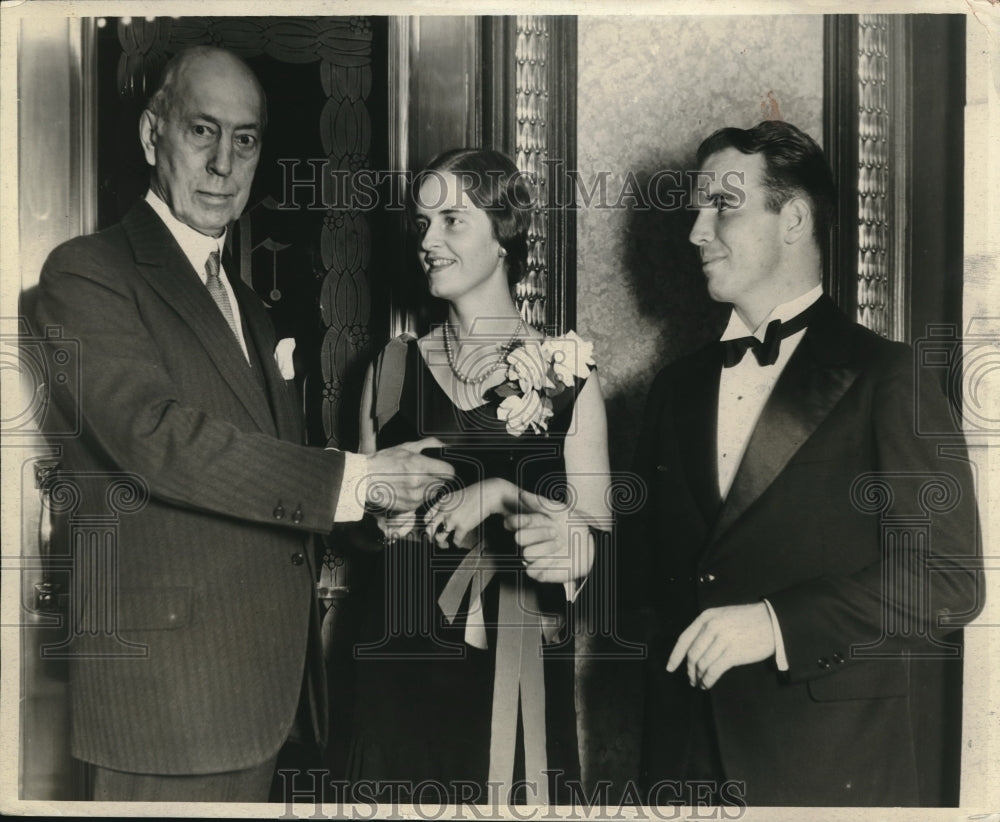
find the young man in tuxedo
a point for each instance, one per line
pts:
(180, 401)
(784, 622)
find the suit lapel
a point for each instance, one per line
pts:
(282, 394)
(160, 261)
(817, 375)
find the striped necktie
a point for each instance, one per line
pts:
(218, 291)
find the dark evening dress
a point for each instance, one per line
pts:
(425, 696)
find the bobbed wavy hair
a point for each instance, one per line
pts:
(493, 183)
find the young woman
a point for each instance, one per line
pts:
(464, 677)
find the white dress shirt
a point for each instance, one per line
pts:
(196, 247)
(743, 392)
(350, 505)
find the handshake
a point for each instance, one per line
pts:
(402, 479)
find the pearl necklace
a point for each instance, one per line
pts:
(496, 366)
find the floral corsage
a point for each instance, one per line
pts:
(537, 372)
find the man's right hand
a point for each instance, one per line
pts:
(400, 477)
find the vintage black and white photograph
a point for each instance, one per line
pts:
(536, 410)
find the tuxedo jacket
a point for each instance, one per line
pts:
(861, 535)
(189, 626)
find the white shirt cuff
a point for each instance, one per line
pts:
(779, 643)
(353, 489)
(574, 586)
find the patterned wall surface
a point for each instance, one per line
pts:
(650, 89)
(531, 148)
(873, 172)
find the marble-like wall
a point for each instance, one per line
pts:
(649, 90)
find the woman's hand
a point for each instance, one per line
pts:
(556, 544)
(458, 514)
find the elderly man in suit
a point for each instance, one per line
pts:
(783, 626)
(179, 389)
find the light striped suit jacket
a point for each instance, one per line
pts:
(211, 590)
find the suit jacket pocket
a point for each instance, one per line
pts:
(154, 609)
(862, 680)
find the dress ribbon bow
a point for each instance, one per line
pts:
(518, 674)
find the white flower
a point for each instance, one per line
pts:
(521, 413)
(526, 368)
(283, 357)
(571, 356)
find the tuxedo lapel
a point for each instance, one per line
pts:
(696, 414)
(162, 264)
(817, 375)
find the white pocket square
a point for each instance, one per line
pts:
(283, 357)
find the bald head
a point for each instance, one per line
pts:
(195, 63)
(201, 135)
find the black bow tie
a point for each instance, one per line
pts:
(766, 350)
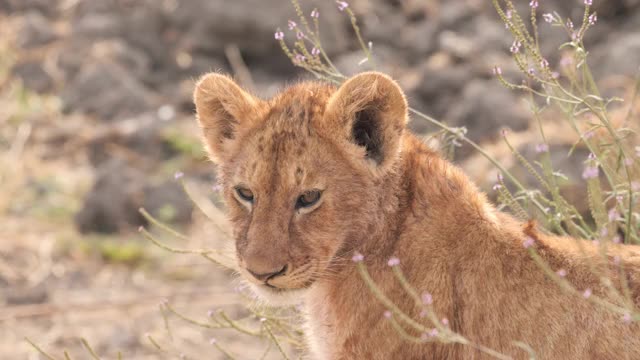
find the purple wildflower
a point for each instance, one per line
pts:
(515, 47)
(614, 215)
(569, 24)
(342, 5)
(542, 147)
(544, 63)
(590, 172)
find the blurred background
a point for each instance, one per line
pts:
(96, 117)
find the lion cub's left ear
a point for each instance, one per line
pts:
(223, 108)
(369, 111)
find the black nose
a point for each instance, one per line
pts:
(266, 276)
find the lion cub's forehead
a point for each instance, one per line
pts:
(296, 107)
(284, 150)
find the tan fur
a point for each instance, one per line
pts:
(399, 199)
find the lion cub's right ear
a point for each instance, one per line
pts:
(222, 108)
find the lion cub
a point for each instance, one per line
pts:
(318, 173)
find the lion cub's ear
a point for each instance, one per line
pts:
(222, 107)
(370, 111)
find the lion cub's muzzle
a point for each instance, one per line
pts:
(265, 277)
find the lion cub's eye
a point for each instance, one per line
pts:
(244, 194)
(308, 199)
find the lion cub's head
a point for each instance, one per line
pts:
(301, 172)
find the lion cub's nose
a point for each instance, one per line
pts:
(264, 276)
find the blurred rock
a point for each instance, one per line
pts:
(33, 76)
(46, 7)
(113, 202)
(484, 107)
(27, 295)
(620, 57)
(36, 30)
(441, 87)
(120, 190)
(107, 90)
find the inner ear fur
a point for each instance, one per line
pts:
(222, 107)
(370, 111)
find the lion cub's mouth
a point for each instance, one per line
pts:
(279, 296)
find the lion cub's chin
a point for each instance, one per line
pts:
(279, 297)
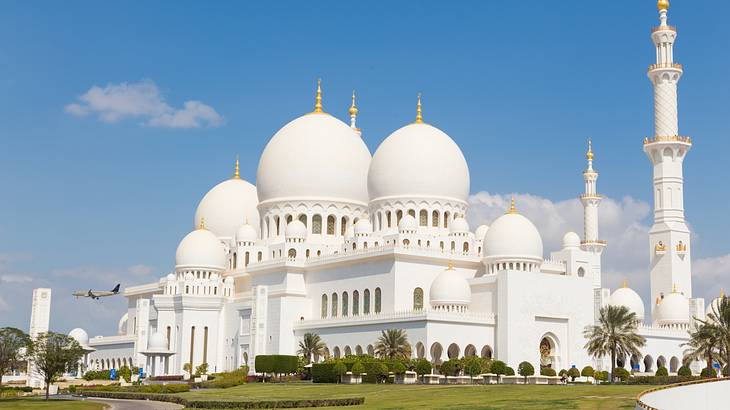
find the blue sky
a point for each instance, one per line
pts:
(89, 201)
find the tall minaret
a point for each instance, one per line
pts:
(669, 239)
(591, 200)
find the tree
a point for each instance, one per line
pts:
(12, 342)
(311, 346)
(52, 354)
(615, 334)
(393, 344)
(525, 369)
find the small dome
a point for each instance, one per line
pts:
(363, 226)
(450, 288)
(227, 206)
(673, 310)
(200, 249)
(626, 296)
(512, 236)
(459, 225)
(80, 336)
(480, 232)
(296, 230)
(246, 233)
(418, 160)
(407, 223)
(571, 240)
(157, 341)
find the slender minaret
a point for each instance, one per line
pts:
(669, 239)
(591, 200)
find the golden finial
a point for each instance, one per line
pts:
(353, 107)
(237, 172)
(512, 208)
(419, 112)
(318, 99)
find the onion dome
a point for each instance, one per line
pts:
(296, 230)
(419, 161)
(157, 341)
(363, 227)
(571, 240)
(459, 225)
(673, 310)
(625, 296)
(407, 224)
(228, 205)
(513, 237)
(315, 156)
(480, 232)
(450, 289)
(246, 233)
(80, 336)
(200, 249)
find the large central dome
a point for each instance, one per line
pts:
(316, 156)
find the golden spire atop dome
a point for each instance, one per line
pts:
(419, 111)
(353, 107)
(318, 98)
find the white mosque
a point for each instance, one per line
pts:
(338, 242)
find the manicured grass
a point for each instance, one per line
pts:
(389, 396)
(40, 404)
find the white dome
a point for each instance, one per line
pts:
(314, 156)
(246, 233)
(571, 240)
(481, 232)
(200, 249)
(157, 341)
(512, 236)
(450, 288)
(80, 336)
(227, 206)
(363, 226)
(459, 225)
(296, 229)
(673, 310)
(418, 160)
(407, 223)
(626, 296)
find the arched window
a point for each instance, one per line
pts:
(423, 217)
(417, 299)
(355, 303)
(317, 224)
(366, 302)
(334, 305)
(377, 300)
(331, 225)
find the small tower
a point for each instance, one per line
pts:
(669, 239)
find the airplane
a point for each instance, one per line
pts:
(96, 294)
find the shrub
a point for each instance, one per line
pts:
(498, 367)
(573, 373)
(684, 371)
(525, 369)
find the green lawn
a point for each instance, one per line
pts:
(389, 396)
(40, 404)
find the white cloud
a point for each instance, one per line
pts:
(142, 100)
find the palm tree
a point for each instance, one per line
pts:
(311, 346)
(393, 343)
(615, 334)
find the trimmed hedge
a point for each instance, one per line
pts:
(203, 404)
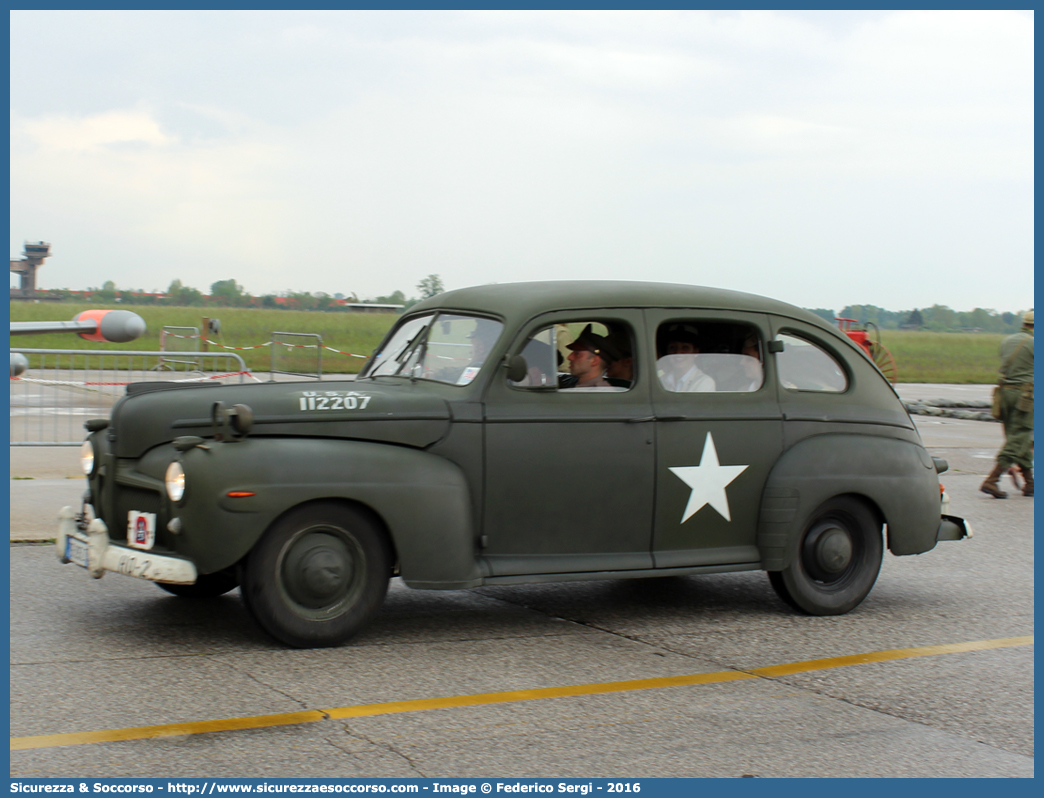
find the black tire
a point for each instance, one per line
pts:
(837, 560)
(206, 586)
(317, 574)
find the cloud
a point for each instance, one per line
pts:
(92, 133)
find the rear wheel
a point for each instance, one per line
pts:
(837, 560)
(206, 586)
(317, 574)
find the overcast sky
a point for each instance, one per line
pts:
(820, 158)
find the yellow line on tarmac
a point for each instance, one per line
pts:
(369, 710)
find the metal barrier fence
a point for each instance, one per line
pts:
(297, 359)
(63, 388)
(178, 339)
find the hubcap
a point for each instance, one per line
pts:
(828, 552)
(833, 550)
(318, 569)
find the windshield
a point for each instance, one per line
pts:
(445, 348)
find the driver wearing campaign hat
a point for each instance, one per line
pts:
(590, 355)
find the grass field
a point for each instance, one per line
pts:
(356, 333)
(956, 357)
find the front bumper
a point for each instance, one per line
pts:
(92, 548)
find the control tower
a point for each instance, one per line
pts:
(36, 253)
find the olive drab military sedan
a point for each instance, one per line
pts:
(513, 433)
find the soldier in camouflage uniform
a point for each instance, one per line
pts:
(1016, 385)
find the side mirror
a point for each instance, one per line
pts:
(517, 368)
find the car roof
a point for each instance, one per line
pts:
(514, 300)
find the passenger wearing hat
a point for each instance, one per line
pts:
(621, 372)
(679, 371)
(590, 355)
(1015, 392)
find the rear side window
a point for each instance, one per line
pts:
(803, 366)
(696, 355)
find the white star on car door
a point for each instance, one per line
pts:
(708, 482)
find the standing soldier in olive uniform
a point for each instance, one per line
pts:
(1016, 386)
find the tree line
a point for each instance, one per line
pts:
(231, 294)
(934, 319)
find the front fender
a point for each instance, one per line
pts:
(897, 476)
(422, 498)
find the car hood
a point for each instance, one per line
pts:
(405, 414)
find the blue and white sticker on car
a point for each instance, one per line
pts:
(141, 530)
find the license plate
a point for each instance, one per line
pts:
(76, 552)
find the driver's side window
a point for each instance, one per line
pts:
(578, 355)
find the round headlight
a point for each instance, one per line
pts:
(175, 482)
(87, 458)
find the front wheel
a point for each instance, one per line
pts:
(837, 560)
(317, 574)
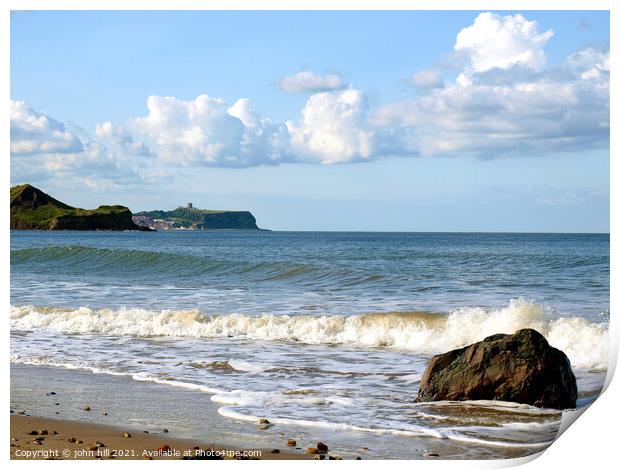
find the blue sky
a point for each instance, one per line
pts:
(430, 121)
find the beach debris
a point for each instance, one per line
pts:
(322, 447)
(521, 368)
(264, 423)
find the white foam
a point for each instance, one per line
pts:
(586, 343)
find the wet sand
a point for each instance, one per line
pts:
(35, 438)
(95, 408)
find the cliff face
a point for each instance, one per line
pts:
(201, 219)
(32, 209)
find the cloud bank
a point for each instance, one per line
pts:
(504, 101)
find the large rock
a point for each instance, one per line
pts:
(520, 368)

* [AIM]: Write out the lines of the material from the one containing "find the car hood" through the last, exactly and only those. Leave every picture out.

* [RESULT OF THE TASK]:
find the car hood
a point for each instance, one per line
pts:
(405, 414)
find the blue and white sticker on car
a point for each instance, one per line
pts:
(141, 530)
find the license plate
a point for each instance, one per line
pts:
(76, 552)
find the driver's side window
a point for each instance, one per line
pts:
(578, 355)
find the round headlight
a point for each instance, one per line
pts:
(175, 482)
(87, 458)
find the front wheel
a point for each instance, one per line
pts:
(837, 560)
(317, 574)
find the blue sky
a point for each instance, one per line
pts:
(430, 121)
find the beach debris
a point for each instance, one per line
pts:
(322, 447)
(521, 368)
(264, 423)
find the white foam
a point for each instance, one per line
pts:
(586, 343)
find the wet sand
a point for each instance, one per line
pts:
(35, 438)
(95, 408)
find the cliff face
a point for each instance, one per line
pts:
(201, 219)
(32, 209)
find the cloud bank
a point for each instance, one per line
pts:
(504, 101)
find the large rock
a point for each instance, one per line
pts:
(520, 368)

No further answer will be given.